===== Given entries =====
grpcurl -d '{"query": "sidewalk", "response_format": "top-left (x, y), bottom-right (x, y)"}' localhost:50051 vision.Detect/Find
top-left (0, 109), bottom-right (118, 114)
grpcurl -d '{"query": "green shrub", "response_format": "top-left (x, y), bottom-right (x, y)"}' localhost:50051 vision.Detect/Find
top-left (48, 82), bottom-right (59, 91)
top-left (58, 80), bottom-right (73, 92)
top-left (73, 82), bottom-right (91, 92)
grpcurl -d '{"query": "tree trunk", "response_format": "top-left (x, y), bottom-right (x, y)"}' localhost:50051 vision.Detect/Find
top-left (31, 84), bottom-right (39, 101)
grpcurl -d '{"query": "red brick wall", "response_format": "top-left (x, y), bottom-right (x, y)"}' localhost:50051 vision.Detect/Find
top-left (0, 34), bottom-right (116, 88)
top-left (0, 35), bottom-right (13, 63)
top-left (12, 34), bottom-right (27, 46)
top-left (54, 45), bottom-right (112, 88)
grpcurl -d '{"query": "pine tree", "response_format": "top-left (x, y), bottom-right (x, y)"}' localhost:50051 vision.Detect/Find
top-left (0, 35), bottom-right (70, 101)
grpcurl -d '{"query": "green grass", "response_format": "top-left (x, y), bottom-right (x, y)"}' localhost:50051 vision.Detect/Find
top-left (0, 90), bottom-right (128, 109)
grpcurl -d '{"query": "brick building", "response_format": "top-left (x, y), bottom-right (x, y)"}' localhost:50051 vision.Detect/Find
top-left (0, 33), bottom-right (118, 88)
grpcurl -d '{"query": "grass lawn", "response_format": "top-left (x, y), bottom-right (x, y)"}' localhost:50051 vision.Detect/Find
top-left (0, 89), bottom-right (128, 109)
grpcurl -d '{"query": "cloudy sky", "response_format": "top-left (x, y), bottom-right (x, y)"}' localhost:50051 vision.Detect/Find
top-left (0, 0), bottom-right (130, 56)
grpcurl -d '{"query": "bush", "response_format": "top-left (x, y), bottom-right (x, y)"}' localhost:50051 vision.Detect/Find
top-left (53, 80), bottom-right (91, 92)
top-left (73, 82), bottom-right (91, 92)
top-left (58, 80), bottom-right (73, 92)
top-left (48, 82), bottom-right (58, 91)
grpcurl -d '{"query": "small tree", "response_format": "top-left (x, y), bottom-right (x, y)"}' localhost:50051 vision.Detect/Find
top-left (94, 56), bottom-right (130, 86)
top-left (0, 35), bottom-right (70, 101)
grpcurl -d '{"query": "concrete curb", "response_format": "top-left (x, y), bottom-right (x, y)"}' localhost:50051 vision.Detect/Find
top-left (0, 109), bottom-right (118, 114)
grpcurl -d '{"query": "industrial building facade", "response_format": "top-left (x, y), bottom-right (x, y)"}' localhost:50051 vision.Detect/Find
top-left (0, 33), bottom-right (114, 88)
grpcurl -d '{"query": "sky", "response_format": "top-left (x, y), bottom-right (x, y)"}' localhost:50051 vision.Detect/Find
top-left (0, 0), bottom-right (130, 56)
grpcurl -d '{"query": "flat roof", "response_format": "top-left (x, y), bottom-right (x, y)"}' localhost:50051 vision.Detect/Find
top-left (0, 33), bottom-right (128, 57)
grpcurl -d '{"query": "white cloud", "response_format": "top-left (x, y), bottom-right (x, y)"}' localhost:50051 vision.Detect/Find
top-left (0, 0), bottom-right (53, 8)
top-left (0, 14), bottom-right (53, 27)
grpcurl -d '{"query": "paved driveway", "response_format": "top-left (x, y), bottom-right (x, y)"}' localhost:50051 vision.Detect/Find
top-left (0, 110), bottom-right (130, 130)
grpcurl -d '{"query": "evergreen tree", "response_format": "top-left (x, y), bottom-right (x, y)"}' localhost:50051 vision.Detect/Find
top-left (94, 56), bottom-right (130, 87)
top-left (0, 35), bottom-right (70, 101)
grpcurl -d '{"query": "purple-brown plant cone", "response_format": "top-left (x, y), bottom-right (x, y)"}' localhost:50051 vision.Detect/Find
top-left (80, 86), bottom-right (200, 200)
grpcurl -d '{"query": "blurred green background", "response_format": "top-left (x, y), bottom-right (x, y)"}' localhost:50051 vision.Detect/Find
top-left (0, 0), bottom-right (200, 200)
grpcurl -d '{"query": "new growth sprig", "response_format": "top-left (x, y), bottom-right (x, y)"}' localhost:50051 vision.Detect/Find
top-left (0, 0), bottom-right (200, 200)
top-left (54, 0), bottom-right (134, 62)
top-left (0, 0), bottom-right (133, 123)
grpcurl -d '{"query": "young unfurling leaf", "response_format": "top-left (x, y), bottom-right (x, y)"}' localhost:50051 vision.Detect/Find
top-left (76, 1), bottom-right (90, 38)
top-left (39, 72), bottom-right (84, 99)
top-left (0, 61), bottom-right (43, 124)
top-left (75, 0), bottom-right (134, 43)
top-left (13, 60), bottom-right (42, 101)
=====
**Set problem**
Give the records as a numbered list, from the first line up to and including the line with "top-left (0, 90), bottom-right (128, 109)". Leave out any blank lines.

**Result**
1. grpcurl -d '{"query": "sidewalk", "response_format": "top-left (x, y), bottom-right (x, y)"}' localhost:50051 vision.Detect/Find
2. top-left (0, 109), bottom-right (118, 114)
3. grpcurl -d '{"query": "green shrub", "response_format": "top-left (x, y), bottom-right (x, y)"}' localhost:50051 vision.Detect/Find
4. top-left (48, 82), bottom-right (59, 91)
5. top-left (58, 80), bottom-right (73, 92)
6. top-left (73, 82), bottom-right (91, 92)
7. grpcurl -d '{"query": "tree trunk", "response_format": "top-left (x, y), bottom-right (x, y)"}' localhost:50051 vision.Detect/Find
8. top-left (31, 84), bottom-right (39, 101)
9. grpcurl -d '{"query": "red brick wall", "response_format": "top-left (x, y), bottom-right (x, y)"}' localhost:50051 vision.Detect/Find
10. top-left (0, 34), bottom-right (116, 88)
11. top-left (0, 35), bottom-right (13, 63)
12. top-left (12, 34), bottom-right (27, 46)
13. top-left (54, 45), bottom-right (112, 88)
14. grpcurl -d '{"query": "pine tree", "response_format": "top-left (x, y), bottom-right (x, y)"}' localhost:50051 vision.Detect/Find
15. top-left (0, 35), bottom-right (70, 101)
16. grpcurl -d '{"query": "green grass", "response_format": "top-left (x, y), bottom-right (x, y)"}' localhost:50051 vision.Detect/Find
17. top-left (0, 90), bottom-right (128, 109)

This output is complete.